Nooooo!!!!!!!!!!!!!!!!!!!!


----------



## dan_bo (17 Sep 2012)

Looks the porcupines' pods that Cubes. Very nice.


----------



## KernowLad (6 Oct 2012)

What a cracking build thread! Apologies, I'm new, I've just bought a Soul, I was over excited, did some Googling, found this thread and loved it. I've just binned (well hopefully sold) a very XC only Stumpjumper HT frame and got myself a Soul (with black forks - booo!). Only done a couple of short rides (proper one tomorrow) but impressions so far are very good. Sadly I'm a spanner with a spanner so got a properly trained mechanic mate to build mine! Here she is:


----------



## KernowLad (7 Oct 2012)

Well first decent ride done - very hilly, big rocks, roots, a few big DHs (I'm a bit of a DH wuss) and I'm in love! Should have got one years ago! That back end is SO much more planted and feels almost like it has a bit of rear suspension, it climbs very well, it's nimble, etc, etc. Brilliant. To the OP - I really like your red details. Looks great!

**DATA PROVIDED:**
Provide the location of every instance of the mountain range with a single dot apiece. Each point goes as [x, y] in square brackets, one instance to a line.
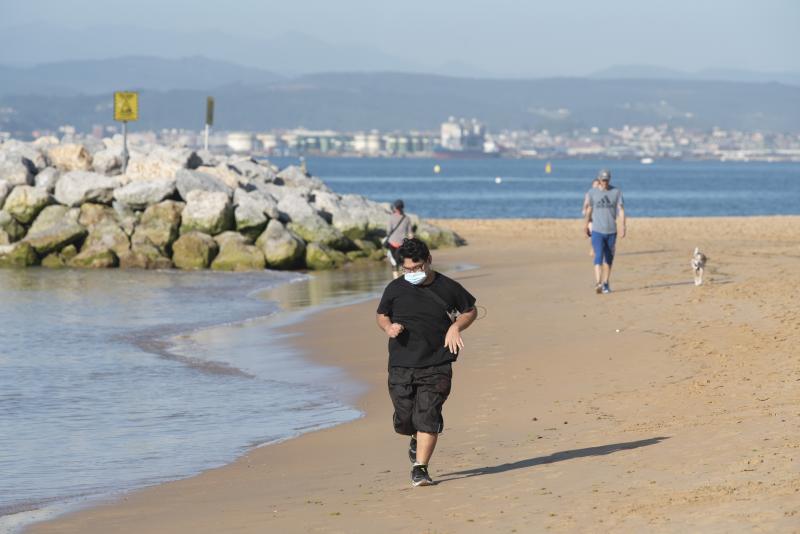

**INSTRUCTIONS:**
1. Translate this sentence from the forum thread into Spanish: "Only done a couple of short rides (proper one tomorrow) but impressions so far are very good."
2. Rewrite the forum thread starting with "What a cracking" and going on through "(7 Oct 2012)", substituting "hardtail" for "Soul".

**ANSWERS IN ORDER:**
1. Solo he hecho un par de salidas cortas (mañana haré una de verdad), pero las impresiones hasta ahora son muy buenas.

2.
What a cracking build thread! Apologies, I'm new, I've just bought a hardtail, I was over excited, did some Googling, found this thread and loved it. I've just binned (well hopefully sold) a very XC only Stumpjumper HT frame and got myself a hardtail (with black forks - booo!). Only done a couple of short rides (proper one tomorrow) but impressions so far are very good. Sadly I'm a spanner with a spanner so got a properly trained mechanic mate to build mine! Here she is:


----------



## KernowLad (7 Oct 2012)